■ **PROVIDED RECORDS**
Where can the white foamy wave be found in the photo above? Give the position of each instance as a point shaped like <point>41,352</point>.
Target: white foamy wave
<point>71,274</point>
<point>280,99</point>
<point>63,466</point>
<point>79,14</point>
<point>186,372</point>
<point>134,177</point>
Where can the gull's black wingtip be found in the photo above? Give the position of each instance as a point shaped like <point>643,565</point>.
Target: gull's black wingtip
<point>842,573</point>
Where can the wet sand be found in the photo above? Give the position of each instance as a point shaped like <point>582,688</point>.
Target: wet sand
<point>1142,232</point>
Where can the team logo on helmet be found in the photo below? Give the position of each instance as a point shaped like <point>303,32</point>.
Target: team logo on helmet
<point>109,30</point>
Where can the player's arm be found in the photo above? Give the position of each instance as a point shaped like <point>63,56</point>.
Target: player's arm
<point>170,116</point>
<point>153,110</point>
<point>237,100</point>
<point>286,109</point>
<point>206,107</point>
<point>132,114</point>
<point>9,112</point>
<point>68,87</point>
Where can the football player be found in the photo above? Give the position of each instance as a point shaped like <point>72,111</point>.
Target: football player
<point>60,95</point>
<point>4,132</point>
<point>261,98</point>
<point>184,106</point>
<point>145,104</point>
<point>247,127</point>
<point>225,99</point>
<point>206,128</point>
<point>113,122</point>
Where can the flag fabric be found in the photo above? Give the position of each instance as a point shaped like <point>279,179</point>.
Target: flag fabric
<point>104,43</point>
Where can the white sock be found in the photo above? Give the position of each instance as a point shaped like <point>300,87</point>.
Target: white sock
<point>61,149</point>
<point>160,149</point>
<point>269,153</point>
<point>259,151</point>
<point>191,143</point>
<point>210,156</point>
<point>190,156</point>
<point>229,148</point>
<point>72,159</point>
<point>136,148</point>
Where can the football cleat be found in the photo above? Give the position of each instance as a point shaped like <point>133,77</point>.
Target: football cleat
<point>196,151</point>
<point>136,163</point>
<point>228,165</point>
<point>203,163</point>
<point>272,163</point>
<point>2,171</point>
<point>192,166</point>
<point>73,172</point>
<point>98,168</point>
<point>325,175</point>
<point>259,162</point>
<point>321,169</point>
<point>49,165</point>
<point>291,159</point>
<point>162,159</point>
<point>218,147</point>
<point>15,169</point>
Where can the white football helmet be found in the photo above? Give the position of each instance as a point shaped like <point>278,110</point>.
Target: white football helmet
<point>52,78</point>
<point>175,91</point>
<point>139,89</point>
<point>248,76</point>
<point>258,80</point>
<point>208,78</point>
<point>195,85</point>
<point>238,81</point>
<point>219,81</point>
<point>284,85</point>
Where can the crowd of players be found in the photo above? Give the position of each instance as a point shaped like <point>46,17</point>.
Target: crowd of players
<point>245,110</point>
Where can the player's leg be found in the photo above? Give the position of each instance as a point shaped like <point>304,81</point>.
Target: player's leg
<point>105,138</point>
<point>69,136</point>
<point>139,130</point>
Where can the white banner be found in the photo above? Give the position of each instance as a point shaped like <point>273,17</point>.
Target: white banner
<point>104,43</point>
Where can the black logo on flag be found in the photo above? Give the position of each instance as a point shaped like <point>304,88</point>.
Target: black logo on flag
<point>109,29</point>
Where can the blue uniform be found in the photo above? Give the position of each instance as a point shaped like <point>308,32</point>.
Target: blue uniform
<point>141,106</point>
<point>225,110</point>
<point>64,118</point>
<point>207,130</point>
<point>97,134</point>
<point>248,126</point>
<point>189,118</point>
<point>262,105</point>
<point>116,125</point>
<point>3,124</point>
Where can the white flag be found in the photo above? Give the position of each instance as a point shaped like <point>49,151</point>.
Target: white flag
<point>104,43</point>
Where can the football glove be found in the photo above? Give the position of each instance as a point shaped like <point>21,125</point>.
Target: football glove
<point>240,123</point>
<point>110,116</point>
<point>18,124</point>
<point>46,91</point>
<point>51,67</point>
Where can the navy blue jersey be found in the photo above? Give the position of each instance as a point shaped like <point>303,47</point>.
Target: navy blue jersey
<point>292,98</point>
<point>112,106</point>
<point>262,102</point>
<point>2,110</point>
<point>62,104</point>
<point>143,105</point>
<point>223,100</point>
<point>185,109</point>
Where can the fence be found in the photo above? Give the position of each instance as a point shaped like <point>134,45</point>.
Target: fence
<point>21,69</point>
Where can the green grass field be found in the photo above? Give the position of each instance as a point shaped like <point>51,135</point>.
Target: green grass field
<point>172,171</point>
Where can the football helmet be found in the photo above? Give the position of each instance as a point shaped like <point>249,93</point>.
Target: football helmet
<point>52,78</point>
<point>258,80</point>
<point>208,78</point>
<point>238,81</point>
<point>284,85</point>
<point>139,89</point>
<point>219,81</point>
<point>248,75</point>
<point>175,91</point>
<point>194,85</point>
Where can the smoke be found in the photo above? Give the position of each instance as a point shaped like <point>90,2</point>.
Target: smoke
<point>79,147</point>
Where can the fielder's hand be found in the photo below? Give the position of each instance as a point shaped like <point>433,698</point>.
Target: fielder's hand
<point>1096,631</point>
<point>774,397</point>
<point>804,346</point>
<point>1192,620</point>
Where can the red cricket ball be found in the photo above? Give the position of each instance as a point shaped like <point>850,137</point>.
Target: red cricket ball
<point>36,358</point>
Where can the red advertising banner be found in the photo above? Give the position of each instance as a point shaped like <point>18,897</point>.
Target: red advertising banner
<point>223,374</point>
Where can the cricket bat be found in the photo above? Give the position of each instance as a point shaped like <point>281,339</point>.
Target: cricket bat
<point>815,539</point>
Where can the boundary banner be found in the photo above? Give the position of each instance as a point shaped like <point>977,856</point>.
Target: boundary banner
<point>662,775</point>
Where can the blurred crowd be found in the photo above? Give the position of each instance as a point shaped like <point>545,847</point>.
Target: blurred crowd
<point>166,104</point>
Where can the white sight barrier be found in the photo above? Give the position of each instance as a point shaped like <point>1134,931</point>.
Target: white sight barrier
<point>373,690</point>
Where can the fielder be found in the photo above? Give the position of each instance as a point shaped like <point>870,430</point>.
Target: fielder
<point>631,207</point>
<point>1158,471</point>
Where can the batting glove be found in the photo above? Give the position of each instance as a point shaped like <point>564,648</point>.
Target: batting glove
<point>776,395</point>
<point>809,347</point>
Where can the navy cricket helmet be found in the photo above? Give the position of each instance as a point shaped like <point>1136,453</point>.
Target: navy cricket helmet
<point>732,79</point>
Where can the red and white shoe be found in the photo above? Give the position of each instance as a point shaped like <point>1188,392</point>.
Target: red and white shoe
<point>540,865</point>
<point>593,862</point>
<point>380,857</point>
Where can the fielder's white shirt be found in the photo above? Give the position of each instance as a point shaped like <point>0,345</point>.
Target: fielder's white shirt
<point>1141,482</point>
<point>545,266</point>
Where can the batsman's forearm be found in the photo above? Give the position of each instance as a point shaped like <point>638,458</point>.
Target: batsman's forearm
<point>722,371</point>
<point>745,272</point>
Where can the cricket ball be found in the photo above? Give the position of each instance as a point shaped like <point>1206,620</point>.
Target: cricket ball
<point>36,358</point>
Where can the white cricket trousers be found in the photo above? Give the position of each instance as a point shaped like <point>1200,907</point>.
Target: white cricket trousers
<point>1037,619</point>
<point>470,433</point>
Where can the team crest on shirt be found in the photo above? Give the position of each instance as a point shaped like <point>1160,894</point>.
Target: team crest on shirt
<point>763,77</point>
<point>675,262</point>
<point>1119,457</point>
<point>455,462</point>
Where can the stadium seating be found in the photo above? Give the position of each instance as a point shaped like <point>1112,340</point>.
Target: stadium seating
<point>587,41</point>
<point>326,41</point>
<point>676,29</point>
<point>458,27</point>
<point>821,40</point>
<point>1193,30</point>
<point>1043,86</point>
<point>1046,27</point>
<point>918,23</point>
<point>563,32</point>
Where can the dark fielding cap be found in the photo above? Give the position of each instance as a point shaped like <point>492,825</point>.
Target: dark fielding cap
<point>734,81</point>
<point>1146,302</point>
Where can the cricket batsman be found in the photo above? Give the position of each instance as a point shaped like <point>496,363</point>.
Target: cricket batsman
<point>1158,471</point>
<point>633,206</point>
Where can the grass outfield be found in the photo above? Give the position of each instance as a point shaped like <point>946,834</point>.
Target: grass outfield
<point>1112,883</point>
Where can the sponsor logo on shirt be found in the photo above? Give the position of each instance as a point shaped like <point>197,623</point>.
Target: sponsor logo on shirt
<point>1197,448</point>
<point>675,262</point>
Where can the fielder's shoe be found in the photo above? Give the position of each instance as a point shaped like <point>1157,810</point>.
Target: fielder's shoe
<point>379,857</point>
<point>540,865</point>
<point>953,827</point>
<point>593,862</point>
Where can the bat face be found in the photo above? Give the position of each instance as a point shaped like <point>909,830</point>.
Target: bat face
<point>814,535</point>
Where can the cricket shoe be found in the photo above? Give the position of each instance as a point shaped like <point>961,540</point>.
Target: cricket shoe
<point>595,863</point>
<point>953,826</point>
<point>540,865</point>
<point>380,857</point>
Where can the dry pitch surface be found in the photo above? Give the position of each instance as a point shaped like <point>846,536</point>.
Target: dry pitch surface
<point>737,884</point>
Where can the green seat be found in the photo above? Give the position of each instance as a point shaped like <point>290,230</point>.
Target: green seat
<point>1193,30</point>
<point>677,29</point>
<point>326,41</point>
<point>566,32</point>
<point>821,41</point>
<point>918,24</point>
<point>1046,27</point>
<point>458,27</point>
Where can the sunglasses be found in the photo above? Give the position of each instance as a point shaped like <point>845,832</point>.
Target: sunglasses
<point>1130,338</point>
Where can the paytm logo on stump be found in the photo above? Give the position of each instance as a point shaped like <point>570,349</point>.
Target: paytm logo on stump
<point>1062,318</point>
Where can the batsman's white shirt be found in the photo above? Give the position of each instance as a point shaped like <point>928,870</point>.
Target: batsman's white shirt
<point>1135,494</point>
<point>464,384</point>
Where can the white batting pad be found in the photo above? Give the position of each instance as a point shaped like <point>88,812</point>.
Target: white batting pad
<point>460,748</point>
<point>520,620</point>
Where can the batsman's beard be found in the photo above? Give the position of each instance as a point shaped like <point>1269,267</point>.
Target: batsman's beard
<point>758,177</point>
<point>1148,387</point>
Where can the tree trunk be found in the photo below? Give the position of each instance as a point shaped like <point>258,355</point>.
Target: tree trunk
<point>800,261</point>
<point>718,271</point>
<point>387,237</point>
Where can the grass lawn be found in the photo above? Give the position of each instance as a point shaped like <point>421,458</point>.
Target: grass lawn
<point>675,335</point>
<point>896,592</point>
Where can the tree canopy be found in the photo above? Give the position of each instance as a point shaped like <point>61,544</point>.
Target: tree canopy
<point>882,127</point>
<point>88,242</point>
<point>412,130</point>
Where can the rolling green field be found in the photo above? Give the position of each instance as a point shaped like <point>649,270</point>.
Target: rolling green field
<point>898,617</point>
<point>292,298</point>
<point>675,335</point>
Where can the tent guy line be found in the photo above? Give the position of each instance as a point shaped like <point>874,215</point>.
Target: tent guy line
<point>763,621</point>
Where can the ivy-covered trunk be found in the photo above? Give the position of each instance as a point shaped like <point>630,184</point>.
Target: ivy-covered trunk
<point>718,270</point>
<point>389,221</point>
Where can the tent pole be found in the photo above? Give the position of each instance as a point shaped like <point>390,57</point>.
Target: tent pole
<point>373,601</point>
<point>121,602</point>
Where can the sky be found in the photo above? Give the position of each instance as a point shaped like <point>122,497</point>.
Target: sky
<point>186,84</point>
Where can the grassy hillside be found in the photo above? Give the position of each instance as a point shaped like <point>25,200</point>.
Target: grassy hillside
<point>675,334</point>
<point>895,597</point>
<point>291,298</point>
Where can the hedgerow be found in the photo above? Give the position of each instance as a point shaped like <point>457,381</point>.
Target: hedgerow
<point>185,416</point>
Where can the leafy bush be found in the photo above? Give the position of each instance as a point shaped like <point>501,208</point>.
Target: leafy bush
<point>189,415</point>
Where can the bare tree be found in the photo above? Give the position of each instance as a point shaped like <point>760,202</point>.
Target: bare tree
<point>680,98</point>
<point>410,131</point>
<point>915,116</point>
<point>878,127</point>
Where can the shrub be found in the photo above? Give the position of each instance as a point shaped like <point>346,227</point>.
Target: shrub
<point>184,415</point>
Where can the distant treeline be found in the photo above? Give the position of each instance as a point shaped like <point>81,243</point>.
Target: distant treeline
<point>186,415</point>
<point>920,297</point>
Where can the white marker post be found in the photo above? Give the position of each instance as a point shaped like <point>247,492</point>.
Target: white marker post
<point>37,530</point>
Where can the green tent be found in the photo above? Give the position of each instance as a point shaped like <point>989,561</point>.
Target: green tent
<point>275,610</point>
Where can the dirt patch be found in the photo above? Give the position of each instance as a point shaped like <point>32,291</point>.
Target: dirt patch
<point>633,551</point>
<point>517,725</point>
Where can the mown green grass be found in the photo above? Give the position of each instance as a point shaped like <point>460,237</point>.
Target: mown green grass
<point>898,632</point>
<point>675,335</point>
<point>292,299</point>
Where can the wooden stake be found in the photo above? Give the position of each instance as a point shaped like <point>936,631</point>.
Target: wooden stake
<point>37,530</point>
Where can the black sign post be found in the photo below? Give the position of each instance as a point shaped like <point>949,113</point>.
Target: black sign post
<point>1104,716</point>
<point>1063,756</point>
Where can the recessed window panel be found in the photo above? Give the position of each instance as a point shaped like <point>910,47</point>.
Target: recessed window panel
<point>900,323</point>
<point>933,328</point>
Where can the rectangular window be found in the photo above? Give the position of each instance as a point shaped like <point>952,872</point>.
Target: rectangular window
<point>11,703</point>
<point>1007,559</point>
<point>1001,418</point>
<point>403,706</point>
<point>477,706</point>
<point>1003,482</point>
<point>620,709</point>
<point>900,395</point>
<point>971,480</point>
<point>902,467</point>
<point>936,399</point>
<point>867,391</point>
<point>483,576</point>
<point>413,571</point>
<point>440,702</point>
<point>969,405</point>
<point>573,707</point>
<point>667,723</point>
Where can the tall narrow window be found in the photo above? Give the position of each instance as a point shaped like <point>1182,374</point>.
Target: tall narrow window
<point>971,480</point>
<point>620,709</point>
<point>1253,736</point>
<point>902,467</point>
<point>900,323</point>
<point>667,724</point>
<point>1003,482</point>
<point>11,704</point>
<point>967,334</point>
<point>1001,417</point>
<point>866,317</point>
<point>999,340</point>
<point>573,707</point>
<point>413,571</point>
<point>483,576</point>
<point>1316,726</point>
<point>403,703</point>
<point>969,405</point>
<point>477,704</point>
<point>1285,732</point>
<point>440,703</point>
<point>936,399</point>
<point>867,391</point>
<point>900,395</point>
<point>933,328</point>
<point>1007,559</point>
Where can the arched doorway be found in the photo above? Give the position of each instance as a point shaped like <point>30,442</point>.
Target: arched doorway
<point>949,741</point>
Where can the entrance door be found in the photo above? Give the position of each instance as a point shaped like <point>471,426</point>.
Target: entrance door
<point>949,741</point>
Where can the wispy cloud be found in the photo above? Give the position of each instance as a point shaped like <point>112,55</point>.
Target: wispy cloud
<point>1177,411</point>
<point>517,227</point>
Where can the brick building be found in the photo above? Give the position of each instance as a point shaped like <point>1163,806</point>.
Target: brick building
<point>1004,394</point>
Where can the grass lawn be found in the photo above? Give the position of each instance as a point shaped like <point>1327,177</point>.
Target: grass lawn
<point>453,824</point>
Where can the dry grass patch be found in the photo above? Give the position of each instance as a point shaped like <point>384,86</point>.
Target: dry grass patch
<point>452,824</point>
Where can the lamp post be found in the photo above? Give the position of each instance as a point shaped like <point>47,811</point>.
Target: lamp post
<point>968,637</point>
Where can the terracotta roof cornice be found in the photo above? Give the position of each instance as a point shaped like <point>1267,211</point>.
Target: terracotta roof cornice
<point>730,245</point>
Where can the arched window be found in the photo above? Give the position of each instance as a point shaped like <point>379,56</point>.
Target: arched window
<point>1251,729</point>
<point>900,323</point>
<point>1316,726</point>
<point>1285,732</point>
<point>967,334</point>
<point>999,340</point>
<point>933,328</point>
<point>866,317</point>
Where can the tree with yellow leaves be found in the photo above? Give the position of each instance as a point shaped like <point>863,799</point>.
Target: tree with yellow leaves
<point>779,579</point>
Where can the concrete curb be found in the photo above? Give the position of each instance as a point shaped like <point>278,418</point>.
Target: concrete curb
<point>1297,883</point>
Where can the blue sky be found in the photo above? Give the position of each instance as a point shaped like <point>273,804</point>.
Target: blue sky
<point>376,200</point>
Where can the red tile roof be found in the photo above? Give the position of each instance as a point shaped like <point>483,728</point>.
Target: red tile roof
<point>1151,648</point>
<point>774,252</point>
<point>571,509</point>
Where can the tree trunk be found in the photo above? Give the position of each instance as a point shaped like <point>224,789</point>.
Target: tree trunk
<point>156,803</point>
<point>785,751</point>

■ **WHAT THE TASK REQUIRES**
Convert the items starting with the line that contains "Where can the red advertising" and going on through the line that contains "<point>223,374</point>" into a Markdown table with the columns n and Line. Put one line per row with its row number, and skip any blank lines.

■ **THE REPLY**
| n | Line |
|---|---|
| 1 | Where can the red advertising banner be found in the photo above? Give the position of each instance as a point shaped like <point>18,897</point>. |
| 2 | Target: red advertising banner |
| 3 | <point>223,374</point> |